=== Problem ===
Say how many lines in the material below include "phrase". The answer is the number alone.

=== Data to use ===

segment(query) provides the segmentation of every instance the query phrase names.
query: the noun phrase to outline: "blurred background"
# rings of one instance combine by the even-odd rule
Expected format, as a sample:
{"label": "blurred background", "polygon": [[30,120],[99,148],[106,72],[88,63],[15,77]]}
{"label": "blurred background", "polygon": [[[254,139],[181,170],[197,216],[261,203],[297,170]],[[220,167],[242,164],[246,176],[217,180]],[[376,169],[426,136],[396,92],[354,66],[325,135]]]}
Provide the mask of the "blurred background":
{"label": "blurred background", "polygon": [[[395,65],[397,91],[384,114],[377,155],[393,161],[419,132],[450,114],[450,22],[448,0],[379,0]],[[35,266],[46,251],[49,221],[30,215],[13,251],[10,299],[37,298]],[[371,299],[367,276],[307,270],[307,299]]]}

=== The answer ===
2